This is very similar to the Heritrix crawl log, but in the form of a stream of crawl event messages, which are then submitted to a dedicated CDX server. This standalone component developed by the National Library of Australia provides a clear API for both adding as well as querying CDX data, and can cope with the submission of many hundreds of CDX records per second.

Our QA OpenWayback is configured to use this real-time CDX server, and to be able to look at the WARC files that are currently being written as well as the older ones. This means that crawled resources become available in Wayback almost instantly.

Under our previous crawl procedure, we were only able to update the CDX index overnight, so this live feedback is a big improvement for us. It also allows the part of the workflow that extracts documents from the crawl to check that they are available before passing them back to W3ACT for cataloguing.

Putting it all together, we have a more robust crawl system where, depending on the complexity of the page, the whole process of rendering, archiving and making a seed available can complete in seconds.

Smaller components are easier for our developers to work on, and it’s easy to scale up and tune the number of clients running at each individual stage. For example, if the system is under a lot of load, we can re-configure the number of web page renderers on the fly without bringing down the whole system.

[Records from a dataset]
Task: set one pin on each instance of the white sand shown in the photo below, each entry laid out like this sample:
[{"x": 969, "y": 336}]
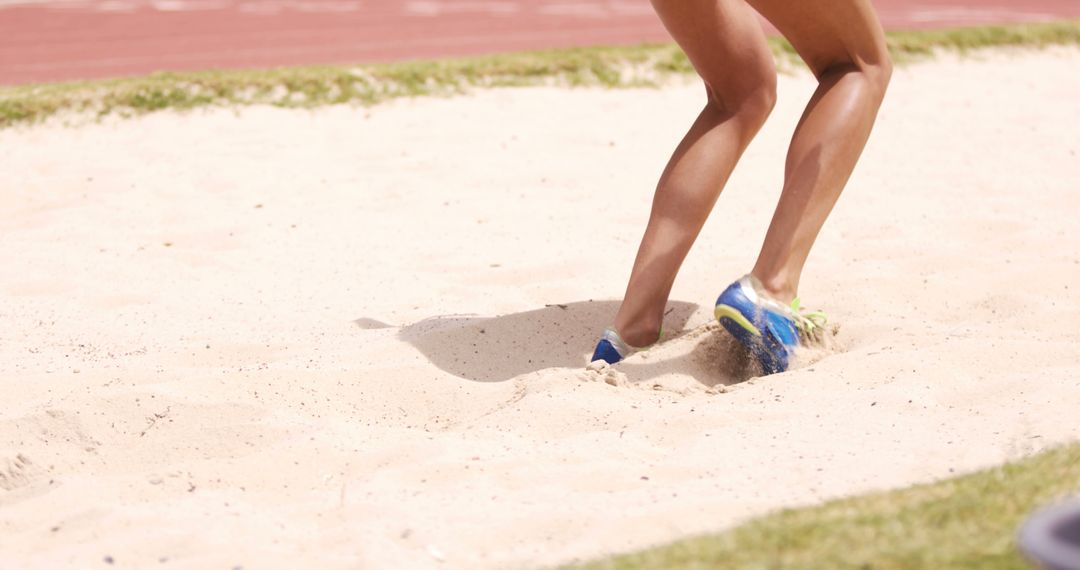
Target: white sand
[{"x": 354, "y": 339}]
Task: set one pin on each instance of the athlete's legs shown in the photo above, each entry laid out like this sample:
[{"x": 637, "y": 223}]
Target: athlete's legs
[
  {"x": 727, "y": 46},
  {"x": 842, "y": 42}
]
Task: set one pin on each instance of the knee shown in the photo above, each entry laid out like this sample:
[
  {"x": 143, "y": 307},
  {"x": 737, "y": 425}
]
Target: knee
[
  {"x": 878, "y": 73},
  {"x": 875, "y": 72},
  {"x": 752, "y": 99}
]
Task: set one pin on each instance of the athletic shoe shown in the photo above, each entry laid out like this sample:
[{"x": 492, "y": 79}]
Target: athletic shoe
[
  {"x": 768, "y": 328},
  {"x": 611, "y": 348}
]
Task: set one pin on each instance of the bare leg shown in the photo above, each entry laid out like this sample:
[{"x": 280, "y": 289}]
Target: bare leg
[
  {"x": 727, "y": 46},
  {"x": 844, "y": 44}
]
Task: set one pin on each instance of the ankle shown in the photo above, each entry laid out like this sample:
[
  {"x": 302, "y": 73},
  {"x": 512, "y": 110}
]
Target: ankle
[{"x": 778, "y": 286}]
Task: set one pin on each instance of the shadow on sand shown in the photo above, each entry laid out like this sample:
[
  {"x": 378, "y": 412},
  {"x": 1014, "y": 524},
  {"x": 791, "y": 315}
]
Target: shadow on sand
[{"x": 498, "y": 349}]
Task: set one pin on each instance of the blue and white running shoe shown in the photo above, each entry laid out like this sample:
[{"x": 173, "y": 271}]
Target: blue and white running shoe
[
  {"x": 611, "y": 348},
  {"x": 768, "y": 328}
]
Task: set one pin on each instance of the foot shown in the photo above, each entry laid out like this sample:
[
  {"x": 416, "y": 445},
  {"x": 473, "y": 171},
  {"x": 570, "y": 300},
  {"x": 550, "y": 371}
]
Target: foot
[
  {"x": 611, "y": 348},
  {"x": 767, "y": 327}
]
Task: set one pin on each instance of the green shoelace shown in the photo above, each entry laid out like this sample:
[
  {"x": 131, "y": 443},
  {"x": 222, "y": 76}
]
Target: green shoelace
[{"x": 810, "y": 323}]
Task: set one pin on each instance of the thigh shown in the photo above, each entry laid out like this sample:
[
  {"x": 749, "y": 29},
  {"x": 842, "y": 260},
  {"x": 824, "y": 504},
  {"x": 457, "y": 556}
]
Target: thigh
[
  {"x": 725, "y": 43},
  {"x": 828, "y": 32}
]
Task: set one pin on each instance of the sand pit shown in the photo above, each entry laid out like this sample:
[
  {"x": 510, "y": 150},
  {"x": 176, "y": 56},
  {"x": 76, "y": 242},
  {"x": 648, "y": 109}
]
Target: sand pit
[{"x": 355, "y": 338}]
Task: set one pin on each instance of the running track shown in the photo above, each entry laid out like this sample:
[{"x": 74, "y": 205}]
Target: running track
[{"x": 55, "y": 40}]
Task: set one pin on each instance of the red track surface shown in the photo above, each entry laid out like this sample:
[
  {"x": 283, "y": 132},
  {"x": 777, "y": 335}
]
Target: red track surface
[{"x": 56, "y": 40}]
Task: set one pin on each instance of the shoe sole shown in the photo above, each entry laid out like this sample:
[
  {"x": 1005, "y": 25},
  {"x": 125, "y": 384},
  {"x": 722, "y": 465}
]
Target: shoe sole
[{"x": 745, "y": 333}]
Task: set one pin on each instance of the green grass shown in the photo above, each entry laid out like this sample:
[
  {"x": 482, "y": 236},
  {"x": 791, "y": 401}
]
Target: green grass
[
  {"x": 647, "y": 65},
  {"x": 967, "y": 523}
]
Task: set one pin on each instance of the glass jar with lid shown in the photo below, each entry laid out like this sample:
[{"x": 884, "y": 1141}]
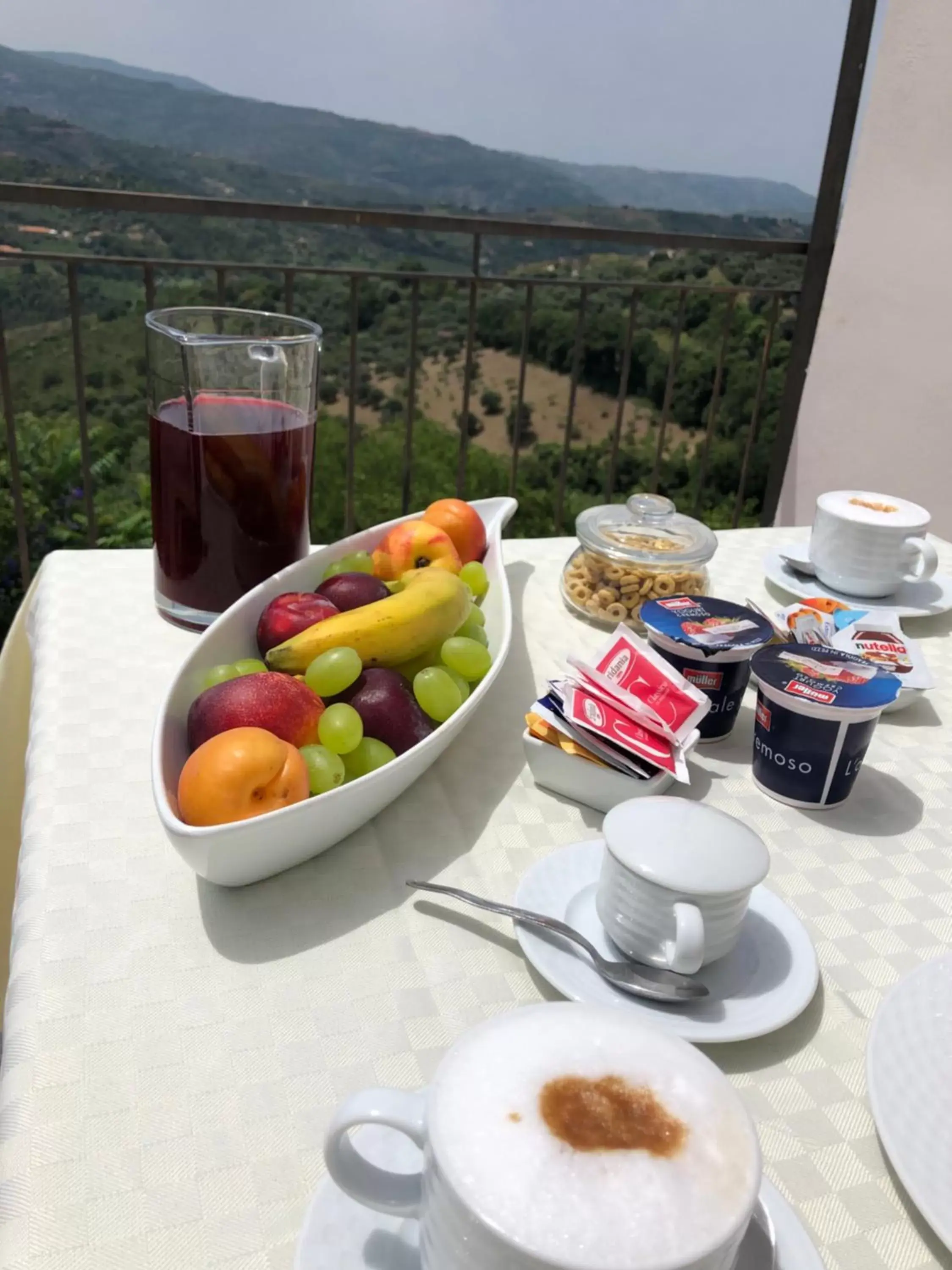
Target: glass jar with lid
[{"x": 633, "y": 553}]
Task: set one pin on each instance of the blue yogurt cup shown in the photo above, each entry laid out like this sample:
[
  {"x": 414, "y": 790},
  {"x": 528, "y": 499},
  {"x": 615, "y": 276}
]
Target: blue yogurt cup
[
  {"x": 710, "y": 642},
  {"x": 817, "y": 712}
]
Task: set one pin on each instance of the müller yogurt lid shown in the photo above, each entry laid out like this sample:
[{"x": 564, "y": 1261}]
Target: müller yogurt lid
[
  {"x": 824, "y": 676},
  {"x": 706, "y": 624}
]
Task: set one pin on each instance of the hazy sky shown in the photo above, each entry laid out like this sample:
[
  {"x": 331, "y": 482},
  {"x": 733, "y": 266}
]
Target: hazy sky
[{"x": 734, "y": 87}]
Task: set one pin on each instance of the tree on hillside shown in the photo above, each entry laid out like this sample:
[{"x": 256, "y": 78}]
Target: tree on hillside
[
  {"x": 492, "y": 402},
  {"x": 527, "y": 433}
]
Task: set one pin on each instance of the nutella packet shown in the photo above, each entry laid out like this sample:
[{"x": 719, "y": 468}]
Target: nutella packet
[
  {"x": 879, "y": 639},
  {"x": 634, "y": 675},
  {"x": 600, "y": 718}
]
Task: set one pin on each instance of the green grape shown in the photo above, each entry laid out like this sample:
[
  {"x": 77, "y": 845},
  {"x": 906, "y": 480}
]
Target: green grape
[
  {"x": 473, "y": 630},
  {"x": 369, "y": 756},
  {"x": 436, "y": 694},
  {"x": 466, "y": 657},
  {"x": 250, "y": 666},
  {"x": 412, "y": 668},
  {"x": 325, "y": 770},
  {"x": 333, "y": 671},
  {"x": 336, "y": 568},
  {"x": 475, "y": 578},
  {"x": 358, "y": 562},
  {"x": 219, "y": 675},
  {"x": 341, "y": 728},
  {"x": 460, "y": 682}
]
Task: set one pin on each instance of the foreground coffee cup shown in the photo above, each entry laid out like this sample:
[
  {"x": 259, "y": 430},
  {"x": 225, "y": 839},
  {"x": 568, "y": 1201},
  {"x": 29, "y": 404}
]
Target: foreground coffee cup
[
  {"x": 564, "y": 1136},
  {"x": 711, "y": 643},
  {"x": 867, "y": 544},
  {"x": 817, "y": 710},
  {"x": 676, "y": 881}
]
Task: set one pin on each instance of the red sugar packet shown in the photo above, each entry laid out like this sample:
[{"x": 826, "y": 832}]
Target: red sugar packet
[
  {"x": 645, "y": 685},
  {"x": 600, "y": 717}
]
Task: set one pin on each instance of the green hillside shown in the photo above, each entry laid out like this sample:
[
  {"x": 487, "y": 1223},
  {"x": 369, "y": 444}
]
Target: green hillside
[{"x": 395, "y": 164}]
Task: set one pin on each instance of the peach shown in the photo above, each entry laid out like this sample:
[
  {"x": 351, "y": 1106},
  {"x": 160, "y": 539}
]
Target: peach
[
  {"x": 464, "y": 525},
  {"x": 414, "y": 545},
  {"x": 239, "y": 774},
  {"x": 291, "y": 614},
  {"x": 277, "y": 703}
]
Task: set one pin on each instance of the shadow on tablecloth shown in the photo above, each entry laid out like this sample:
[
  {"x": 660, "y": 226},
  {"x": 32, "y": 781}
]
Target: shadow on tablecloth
[{"x": 438, "y": 820}]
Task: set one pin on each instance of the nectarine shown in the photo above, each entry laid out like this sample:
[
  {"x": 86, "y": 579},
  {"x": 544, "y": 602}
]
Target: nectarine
[
  {"x": 464, "y": 525},
  {"x": 239, "y": 774},
  {"x": 291, "y": 614},
  {"x": 414, "y": 545},
  {"x": 277, "y": 703}
]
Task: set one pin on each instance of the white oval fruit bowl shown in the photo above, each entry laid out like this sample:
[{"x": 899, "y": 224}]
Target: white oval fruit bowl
[{"x": 245, "y": 851}]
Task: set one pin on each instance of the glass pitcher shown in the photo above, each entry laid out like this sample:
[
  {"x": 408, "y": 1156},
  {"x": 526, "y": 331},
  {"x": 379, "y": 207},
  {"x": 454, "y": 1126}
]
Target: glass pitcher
[{"x": 231, "y": 435}]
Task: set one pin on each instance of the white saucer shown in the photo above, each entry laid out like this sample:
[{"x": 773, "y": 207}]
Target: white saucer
[
  {"x": 342, "y": 1235},
  {"x": 767, "y": 981},
  {"x": 908, "y": 1065},
  {"x": 911, "y": 600}
]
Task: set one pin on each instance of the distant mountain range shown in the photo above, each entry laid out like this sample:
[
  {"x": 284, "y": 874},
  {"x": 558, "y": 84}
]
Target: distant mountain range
[
  {"x": 357, "y": 158},
  {"x": 106, "y": 64}
]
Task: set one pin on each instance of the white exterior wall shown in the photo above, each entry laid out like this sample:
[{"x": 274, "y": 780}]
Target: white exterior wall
[{"x": 878, "y": 407}]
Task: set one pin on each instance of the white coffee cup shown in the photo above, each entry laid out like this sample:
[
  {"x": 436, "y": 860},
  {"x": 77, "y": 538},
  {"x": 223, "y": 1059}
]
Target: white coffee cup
[
  {"x": 520, "y": 1174},
  {"x": 676, "y": 881},
  {"x": 867, "y": 544}
]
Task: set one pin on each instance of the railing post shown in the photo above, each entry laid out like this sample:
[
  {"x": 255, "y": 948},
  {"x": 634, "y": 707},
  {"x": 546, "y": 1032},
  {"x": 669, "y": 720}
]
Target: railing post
[
  {"x": 410, "y": 397},
  {"x": 73, "y": 285},
  {"x": 349, "y": 510},
  {"x": 668, "y": 390},
  {"x": 19, "y": 512},
  {"x": 468, "y": 387},
  {"x": 521, "y": 389},
  {"x": 823, "y": 237},
  {"x": 570, "y": 412},
  {"x": 715, "y": 402},
  {"x": 756, "y": 412},
  {"x": 622, "y": 399}
]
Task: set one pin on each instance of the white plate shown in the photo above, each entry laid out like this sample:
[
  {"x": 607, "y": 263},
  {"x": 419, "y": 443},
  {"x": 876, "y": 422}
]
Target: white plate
[
  {"x": 911, "y": 600},
  {"x": 908, "y": 1067},
  {"x": 342, "y": 1235},
  {"x": 250, "y": 850},
  {"x": 766, "y": 982}
]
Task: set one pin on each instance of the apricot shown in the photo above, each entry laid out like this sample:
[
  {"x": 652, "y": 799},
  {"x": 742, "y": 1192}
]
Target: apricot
[
  {"x": 464, "y": 525},
  {"x": 240, "y": 774},
  {"x": 414, "y": 545}
]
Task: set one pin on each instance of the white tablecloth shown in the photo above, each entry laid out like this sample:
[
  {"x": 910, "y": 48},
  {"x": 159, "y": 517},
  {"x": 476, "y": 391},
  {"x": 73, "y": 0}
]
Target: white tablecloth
[{"x": 173, "y": 1052}]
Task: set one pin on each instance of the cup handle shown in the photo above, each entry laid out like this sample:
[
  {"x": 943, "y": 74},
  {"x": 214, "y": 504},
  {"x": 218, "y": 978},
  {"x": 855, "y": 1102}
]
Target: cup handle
[
  {"x": 686, "y": 952},
  {"x": 395, "y": 1194},
  {"x": 926, "y": 554}
]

_Required work:_
A) List the stages of the whole process that the crawl system passage says can complete in seconds.
B) Write out the part of the crawl system passage that opens with the words containing "Under our previous" and closes with "complete in seconds.".
These data have no connection to the crawl system passage.

_Exercise responses:_
A) rendering, archiving, making a seed available

B)
Under our previous crawl procedure, we were only able to update the CDX index overnight, so this live feedback is a big improvement for us. It also allows the part of the workflow that extracts documents from the crawl to check that they are available before passing them back to W3ACT for cataloguing.

Putting it all together, we have a more robust crawl system where, depending on the complexity of the page, the whole process of rendering, archiving and making a seed available can complete in seconds.